▸ What to work on
Find each line in the listing below that contains the string "rear", and copy those lines unchanged.

▸ Stored data

#####

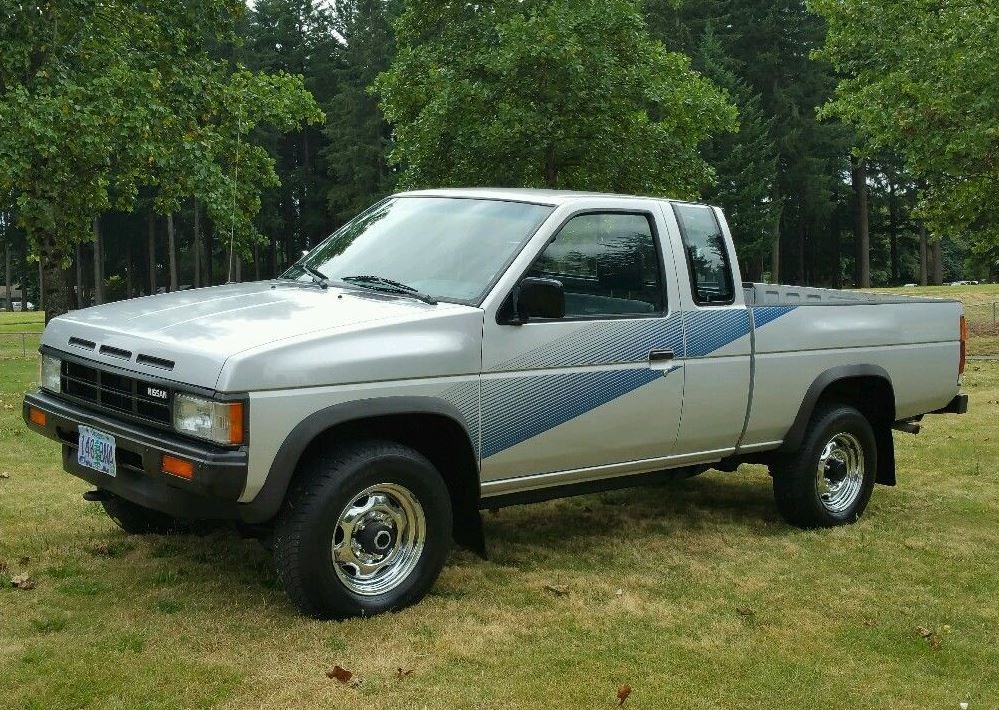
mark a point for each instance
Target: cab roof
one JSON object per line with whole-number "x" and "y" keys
{"x": 537, "y": 196}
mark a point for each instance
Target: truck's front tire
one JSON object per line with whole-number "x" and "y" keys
{"x": 829, "y": 480}
{"x": 366, "y": 528}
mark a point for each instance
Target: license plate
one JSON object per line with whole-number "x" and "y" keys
{"x": 96, "y": 451}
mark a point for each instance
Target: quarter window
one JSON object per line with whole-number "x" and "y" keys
{"x": 608, "y": 265}
{"x": 707, "y": 255}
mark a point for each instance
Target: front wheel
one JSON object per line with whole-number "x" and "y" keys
{"x": 829, "y": 480}
{"x": 366, "y": 529}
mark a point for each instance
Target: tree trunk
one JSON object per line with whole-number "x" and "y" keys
{"x": 98, "y": 264}
{"x": 7, "y": 278}
{"x": 79, "y": 276}
{"x": 802, "y": 238}
{"x": 197, "y": 245}
{"x": 937, "y": 263}
{"x": 775, "y": 259}
{"x": 837, "y": 241}
{"x": 209, "y": 266}
{"x": 129, "y": 275}
{"x": 893, "y": 230}
{"x": 151, "y": 252}
{"x": 923, "y": 256}
{"x": 172, "y": 242}
{"x": 53, "y": 294}
{"x": 862, "y": 226}
{"x": 551, "y": 168}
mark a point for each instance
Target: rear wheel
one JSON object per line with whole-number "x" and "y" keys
{"x": 136, "y": 519}
{"x": 829, "y": 480}
{"x": 365, "y": 530}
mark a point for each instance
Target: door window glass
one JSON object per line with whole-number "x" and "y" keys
{"x": 608, "y": 265}
{"x": 707, "y": 256}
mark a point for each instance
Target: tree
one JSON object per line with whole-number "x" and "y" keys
{"x": 919, "y": 78}
{"x": 546, "y": 93}
{"x": 745, "y": 163}
{"x": 764, "y": 46}
{"x": 98, "y": 99}
{"x": 357, "y": 135}
{"x": 296, "y": 36}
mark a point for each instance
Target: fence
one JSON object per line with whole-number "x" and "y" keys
{"x": 19, "y": 344}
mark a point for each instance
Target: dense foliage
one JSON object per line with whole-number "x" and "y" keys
{"x": 920, "y": 79}
{"x": 134, "y": 113}
{"x": 547, "y": 93}
{"x": 100, "y": 100}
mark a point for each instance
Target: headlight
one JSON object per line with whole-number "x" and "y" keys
{"x": 221, "y": 422}
{"x": 50, "y": 377}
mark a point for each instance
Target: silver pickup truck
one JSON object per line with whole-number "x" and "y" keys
{"x": 454, "y": 350}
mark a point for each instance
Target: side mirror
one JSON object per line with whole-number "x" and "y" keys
{"x": 539, "y": 298}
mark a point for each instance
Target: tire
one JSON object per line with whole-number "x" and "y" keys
{"x": 840, "y": 440}
{"x": 136, "y": 519}
{"x": 365, "y": 529}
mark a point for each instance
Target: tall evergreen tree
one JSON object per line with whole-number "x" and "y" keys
{"x": 358, "y": 137}
{"x": 745, "y": 163}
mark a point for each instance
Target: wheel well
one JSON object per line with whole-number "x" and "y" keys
{"x": 438, "y": 437}
{"x": 874, "y": 397}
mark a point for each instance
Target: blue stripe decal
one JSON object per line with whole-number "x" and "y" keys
{"x": 519, "y": 408}
{"x": 708, "y": 331}
{"x": 603, "y": 343}
{"x": 515, "y": 409}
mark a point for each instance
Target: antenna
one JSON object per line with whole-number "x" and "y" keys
{"x": 235, "y": 178}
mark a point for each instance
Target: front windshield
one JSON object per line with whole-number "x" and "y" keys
{"x": 452, "y": 249}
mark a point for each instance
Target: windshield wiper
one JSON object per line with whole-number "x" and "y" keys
{"x": 317, "y": 276}
{"x": 380, "y": 283}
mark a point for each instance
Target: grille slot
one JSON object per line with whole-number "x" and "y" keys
{"x": 118, "y": 393}
{"x": 116, "y": 352}
{"x": 82, "y": 343}
{"x": 155, "y": 361}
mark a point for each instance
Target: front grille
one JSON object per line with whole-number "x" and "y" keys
{"x": 118, "y": 393}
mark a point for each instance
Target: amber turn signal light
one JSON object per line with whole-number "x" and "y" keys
{"x": 236, "y": 423}
{"x": 178, "y": 467}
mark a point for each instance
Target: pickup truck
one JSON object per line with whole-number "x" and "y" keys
{"x": 450, "y": 351}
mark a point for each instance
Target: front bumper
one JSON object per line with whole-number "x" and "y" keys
{"x": 219, "y": 473}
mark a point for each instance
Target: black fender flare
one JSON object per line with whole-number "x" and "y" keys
{"x": 266, "y": 504}
{"x": 882, "y": 432}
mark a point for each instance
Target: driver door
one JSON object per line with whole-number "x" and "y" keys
{"x": 598, "y": 387}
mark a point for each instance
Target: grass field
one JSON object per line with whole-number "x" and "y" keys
{"x": 694, "y": 594}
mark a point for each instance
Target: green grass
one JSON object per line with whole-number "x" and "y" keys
{"x": 695, "y": 594}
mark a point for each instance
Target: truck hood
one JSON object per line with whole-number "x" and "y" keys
{"x": 187, "y": 336}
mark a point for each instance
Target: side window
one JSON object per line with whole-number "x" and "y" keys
{"x": 707, "y": 257}
{"x": 608, "y": 265}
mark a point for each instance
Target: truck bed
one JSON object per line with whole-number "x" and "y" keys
{"x": 778, "y": 295}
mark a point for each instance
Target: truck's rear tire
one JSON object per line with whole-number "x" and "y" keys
{"x": 136, "y": 519}
{"x": 829, "y": 480}
{"x": 366, "y": 528}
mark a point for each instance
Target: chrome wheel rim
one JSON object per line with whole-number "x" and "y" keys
{"x": 378, "y": 539}
{"x": 840, "y": 475}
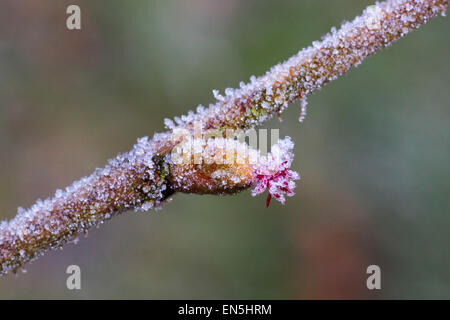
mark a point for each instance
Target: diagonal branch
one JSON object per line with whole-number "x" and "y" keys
{"x": 146, "y": 176}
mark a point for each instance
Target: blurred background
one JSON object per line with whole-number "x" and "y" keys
{"x": 373, "y": 152}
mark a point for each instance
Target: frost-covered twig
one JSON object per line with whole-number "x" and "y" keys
{"x": 147, "y": 176}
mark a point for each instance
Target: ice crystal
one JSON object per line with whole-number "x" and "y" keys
{"x": 147, "y": 176}
{"x": 274, "y": 174}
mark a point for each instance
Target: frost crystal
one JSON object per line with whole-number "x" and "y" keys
{"x": 274, "y": 174}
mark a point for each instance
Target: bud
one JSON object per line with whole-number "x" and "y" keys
{"x": 228, "y": 166}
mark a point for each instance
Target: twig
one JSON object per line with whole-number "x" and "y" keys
{"x": 147, "y": 176}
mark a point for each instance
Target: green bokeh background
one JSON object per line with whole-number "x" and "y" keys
{"x": 373, "y": 152}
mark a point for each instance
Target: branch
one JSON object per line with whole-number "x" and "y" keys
{"x": 148, "y": 176}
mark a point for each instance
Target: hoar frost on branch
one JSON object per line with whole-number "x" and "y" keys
{"x": 147, "y": 176}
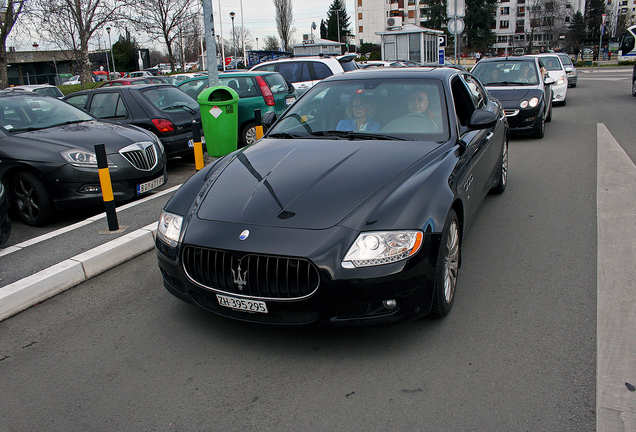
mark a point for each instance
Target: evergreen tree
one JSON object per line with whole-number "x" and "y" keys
{"x": 480, "y": 18}
{"x": 337, "y": 17}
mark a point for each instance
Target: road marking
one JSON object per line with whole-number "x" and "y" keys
{"x": 90, "y": 220}
{"x": 616, "y": 286}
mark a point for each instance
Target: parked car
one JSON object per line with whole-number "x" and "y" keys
{"x": 5, "y": 222}
{"x": 570, "y": 70}
{"x": 321, "y": 224}
{"x": 139, "y": 74}
{"x": 48, "y": 160}
{"x": 45, "y": 89}
{"x": 267, "y": 91}
{"x": 524, "y": 93}
{"x": 160, "y": 108}
{"x": 305, "y": 72}
{"x": 127, "y": 81}
{"x": 552, "y": 64}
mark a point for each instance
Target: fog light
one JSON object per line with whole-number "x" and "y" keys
{"x": 390, "y": 304}
{"x": 91, "y": 189}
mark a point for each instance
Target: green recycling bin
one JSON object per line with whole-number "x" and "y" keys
{"x": 219, "y": 118}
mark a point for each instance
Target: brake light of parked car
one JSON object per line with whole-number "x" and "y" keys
{"x": 163, "y": 125}
{"x": 267, "y": 93}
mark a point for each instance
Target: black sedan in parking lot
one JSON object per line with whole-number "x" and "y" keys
{"x": 518, "y": 83}
{"x": 160, "y": 108}
{"x": 48, "y": 162}
{"x": 351, "y": 210}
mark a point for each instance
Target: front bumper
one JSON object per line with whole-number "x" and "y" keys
{"x": 343, "y": 296}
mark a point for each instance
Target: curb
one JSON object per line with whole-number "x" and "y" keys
{"x": 21, "y": 295}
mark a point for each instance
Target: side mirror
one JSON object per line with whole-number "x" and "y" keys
{"x": 269, "y": 118}
{"x": 482, "y": 119}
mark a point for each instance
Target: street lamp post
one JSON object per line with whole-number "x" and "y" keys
{"x": 111, "y": 52}
{"x": 234, "y": 40}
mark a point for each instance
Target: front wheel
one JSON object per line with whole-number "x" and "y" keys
{"x": 448, "y": 261}
{"x": 31, "y": 200}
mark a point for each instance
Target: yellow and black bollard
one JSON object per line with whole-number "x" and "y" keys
{"x": 107, "y": 187}
{"x": 198, "y": 146}
{"x": 258, "y": 122}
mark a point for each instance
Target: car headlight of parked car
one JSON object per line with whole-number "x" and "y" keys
{"x": 82, "y": 158}
{"x": 531, "y": 103}
{"x": 169, "y": 229}
{"x": 382, "y": 247}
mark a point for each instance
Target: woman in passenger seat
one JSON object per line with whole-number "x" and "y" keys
{"x": 359, "y": 113}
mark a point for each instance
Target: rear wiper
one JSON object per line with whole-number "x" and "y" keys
{"x": 357, "y": 135}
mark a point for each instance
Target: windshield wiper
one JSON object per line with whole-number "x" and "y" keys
{"x": 182, "y": 105}
{"x": 357, "y": 135}
{"x": 284, "y": 135}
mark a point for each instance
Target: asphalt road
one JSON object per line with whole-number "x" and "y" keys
{"x": 517, "y": 353}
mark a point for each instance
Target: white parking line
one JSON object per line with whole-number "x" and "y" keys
{"x": 63, "y": 230}
{"x": 616, "y": 286}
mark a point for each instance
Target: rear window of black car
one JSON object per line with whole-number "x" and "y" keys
{"x": 167, "y": 98}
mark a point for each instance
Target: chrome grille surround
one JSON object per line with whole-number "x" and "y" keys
{"x": 141, "y": 155}
{"x": 255, "y": 276}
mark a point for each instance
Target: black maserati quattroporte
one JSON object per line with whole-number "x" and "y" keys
{"x": 350, "y": 210}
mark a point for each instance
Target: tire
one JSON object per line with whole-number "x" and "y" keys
{"x": 448, "y": 261}
{"x": 539, "y": 131}
{"x": 248, "y": 134}
{"x": 31, "y": 200}
{"x": 502, "y": 181}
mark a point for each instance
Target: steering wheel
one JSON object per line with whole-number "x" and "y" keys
{"x": 426, "y": 120}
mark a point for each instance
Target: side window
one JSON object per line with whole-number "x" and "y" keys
{"x": 107, "y": 105}
{"x": 463, "y": 99}
{"x": 477, "y": 93}
{"x": 321, "y": 70}
{"x": 78, "y": 101}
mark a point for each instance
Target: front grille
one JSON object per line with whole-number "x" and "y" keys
{"x": 142, "y": 156}
{"x": 261, "y": 276}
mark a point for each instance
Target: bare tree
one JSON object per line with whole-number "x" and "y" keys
{"x": 74, "y": 22}
{"x": 164, "y": 19}
{"x": 9, "y": 15}
{"x": 284, "y": 21}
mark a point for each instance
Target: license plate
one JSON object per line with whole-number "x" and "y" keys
{"x": 242, "y": 304}
{"x": 152, "y": 184}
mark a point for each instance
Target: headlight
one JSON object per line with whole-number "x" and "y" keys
{"x": 169, "y": 229}
{"x": 82, "y": 158}
{"x": 382, "y": 247}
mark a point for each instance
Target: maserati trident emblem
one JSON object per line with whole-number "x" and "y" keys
{"x": 240, "y": 280}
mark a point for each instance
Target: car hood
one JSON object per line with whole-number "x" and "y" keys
{"x": 509, "y": 94}
{"x": 310, "y": 184}
{"x": 85, "y": 135}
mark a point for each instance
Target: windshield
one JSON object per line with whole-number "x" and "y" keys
{"x": 551, "y": 63}
{"x": 25, "y": 113}
{"x": 369, "y": 109}
{"x": 168, "y": 98}
{"x": 506, "y": 73}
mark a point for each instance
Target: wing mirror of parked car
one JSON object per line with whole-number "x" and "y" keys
{"x": 482, "y": 119}
{"x": 269, "y": 118}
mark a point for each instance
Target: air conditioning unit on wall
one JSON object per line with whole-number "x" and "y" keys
{"x": 393, "y": 22}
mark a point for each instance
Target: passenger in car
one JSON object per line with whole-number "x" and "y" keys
{"x": 359, "y": 113}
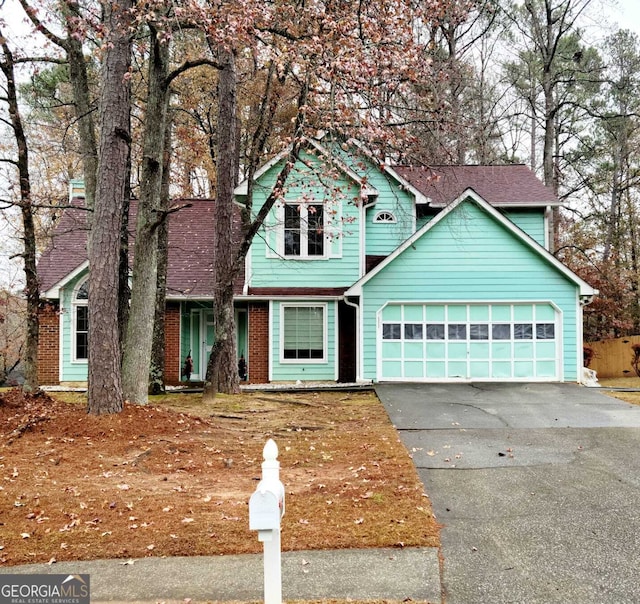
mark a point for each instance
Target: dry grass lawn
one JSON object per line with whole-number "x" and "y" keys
{"x": 174, "y": 478}
{"x": 631, "y": 382}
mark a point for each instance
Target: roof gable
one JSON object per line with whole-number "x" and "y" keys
{"x": 471, "y": 196}
{"x": 320, "y": 150}
{"x": 191, "y": 270}
{"x": 507, "y": 186}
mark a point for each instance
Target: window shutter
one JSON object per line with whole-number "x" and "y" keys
{"x": 334, "y": 229}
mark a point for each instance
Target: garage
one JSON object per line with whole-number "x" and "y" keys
{"x": 475, "y": 341}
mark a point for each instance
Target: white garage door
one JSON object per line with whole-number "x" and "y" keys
{"x": 469, "y": 342}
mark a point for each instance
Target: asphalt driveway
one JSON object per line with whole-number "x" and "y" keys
{"x": 537, "y": 487}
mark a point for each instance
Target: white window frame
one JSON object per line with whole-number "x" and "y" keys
{"x": 304, "y": 231}
{"x": 325, "y": 339}
{"x": 75, "y": 304}
{"x": 385, "y": 217}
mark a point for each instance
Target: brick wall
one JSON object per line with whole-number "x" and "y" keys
{"x": 49, "y": 345}
{"x": 172, "y": 344}
{"x": 258, "y": 361}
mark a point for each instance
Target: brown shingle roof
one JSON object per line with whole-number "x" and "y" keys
{"x": 512, "y": 185}
{"x": 191, "y": 249}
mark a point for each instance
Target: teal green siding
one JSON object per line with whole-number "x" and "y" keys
{"x": 531, "y": 221}
{"x": 469, "y": 257}
{"x": 383, "y": 238}
{"x": 72, "y": 371}
{"x": 268, "y": 268}
{"x": 301, "y": 370}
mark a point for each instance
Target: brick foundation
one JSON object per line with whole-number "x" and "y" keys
{"x": 258, "y": 362}
{"x": 172, "y": 344}
{"x": 49, "y": 345}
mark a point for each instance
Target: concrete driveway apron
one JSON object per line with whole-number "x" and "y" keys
{"x": 537, "y": 487}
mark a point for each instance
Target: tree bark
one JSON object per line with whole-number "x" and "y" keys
{"x": 84, "y": 109}
{"x": 222, "y": 371}
{"x": 105, "y": 379}
{"x": 139, "y": 338}
{"x": 32, "y": 290}
{"x": 157, "y": 370}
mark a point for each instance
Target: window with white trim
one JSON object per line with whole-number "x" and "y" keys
{"x": 384, "y": 216}
{"x": 304, "y": 230}
{"x": 304, "y": 333}
{"x": 80, "y": 322}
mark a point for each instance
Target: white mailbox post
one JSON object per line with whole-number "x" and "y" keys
{"x": 266, "y": 508}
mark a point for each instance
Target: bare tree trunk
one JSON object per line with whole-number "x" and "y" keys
{"x": 222, "y": 372}
{"x": 138, "y": 342}
{"x": 157, "y": 370}
{"x": 84, "y": 110}
{"x": 32, "y": 289}
{"x": 105, "y": 379}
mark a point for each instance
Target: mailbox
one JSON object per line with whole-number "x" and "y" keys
{"x": 264, "y": 511}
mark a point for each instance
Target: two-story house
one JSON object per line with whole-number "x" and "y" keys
{"x": 362, "y": 272}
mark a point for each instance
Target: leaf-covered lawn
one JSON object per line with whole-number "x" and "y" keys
{"x": 174, "y": 478}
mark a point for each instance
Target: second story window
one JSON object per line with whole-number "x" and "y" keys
{"x": 80, "y": 328}
{"x": 304, "y": 230}
{"x": 384, "y": 216}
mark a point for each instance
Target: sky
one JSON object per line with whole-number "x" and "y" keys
{"x": 627, "y": 14}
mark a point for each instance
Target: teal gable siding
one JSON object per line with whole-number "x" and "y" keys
{"x": 301, "y": 370}
{"x": 531, "y": 221}
{"x": 469, "y": 257}
{"x": 341, "y": 266}
{"x": 383, "y": 238}
{"x": 72, "y": 371}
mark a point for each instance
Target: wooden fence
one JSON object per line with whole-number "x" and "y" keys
{"x": 612, "y": 358}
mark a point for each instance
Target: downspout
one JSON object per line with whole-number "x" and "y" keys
{"x": 548, "y": 228}
{"x": 358, "y": 337}
{"x": 585, "y": 300}
{"x": 363, "y": 233}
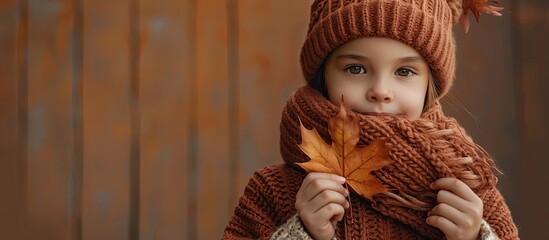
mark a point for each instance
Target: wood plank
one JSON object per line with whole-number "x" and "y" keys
{"x": 13, "y": 101}
{"x": 270, "y": 35}
{"x": 50, "y": 113}
{"x": 484, "y": 95}
{"x": 165, "y": 72}
{"x": 107, "y": 107}
{"x": 532, "y": 36}
{"x": 212, "y": 112}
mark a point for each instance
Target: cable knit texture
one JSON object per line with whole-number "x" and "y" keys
{"x": 424, "y": 150}
{"x": 426, "y": 25}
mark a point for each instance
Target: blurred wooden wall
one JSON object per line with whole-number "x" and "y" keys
{"x": 141, "y": 119}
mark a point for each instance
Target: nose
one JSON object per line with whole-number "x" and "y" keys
{"x": 379, "y": 92}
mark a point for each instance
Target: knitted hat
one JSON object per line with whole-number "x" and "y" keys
{"x": 425, "y": 25}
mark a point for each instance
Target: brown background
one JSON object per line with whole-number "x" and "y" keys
{"x": 142, "y": 119}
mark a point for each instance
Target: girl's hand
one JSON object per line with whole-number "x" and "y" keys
{"x": 459, "y": 210}
{"x": 321, "y": 203}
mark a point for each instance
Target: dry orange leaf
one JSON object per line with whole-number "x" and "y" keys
{"x": 477, "y": 7}
{"x": 343, "y": 157}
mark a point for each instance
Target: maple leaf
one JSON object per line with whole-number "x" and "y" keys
{"x": 343, "y": 157}
{"x": 477, "y": 7}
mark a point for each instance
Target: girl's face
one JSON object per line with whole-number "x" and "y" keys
{"x": 378, "y": 76}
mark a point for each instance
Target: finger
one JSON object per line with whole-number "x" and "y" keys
{"x": 317, "y": 185}
{"x": 473, "y": 209}
{"x": 446, "y": 211}
{"x": 330, "y": 212}
{"x": 457, "y": 187}
{"x": 326, "y": 197}
{"x": 442, "y": 223}
{"x": 312, "y": 176}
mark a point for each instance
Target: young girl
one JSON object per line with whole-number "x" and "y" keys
{"x": 392, "y": 60}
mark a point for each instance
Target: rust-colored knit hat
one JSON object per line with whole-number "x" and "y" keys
{"x": 425, "y": 25}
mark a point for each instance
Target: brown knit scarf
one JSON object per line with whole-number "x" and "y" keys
{"x": 424, "y": 150}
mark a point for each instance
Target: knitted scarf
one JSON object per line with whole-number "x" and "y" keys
{"x": 424, "y": 150}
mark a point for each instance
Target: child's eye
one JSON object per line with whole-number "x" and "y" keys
{"x": 356, "y": 70}
{"x": 404, "y": 72}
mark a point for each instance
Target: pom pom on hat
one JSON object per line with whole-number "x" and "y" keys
{"x": 425, "y": 25}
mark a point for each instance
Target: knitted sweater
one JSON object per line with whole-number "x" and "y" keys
{"x": 423, "y": 151}
{"x": 268, "y": 207}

#####

▸ Solution to the exercise
Target: rear wheel
Target: truck's rear tire
Target: rear wiper
Target: rear window of black car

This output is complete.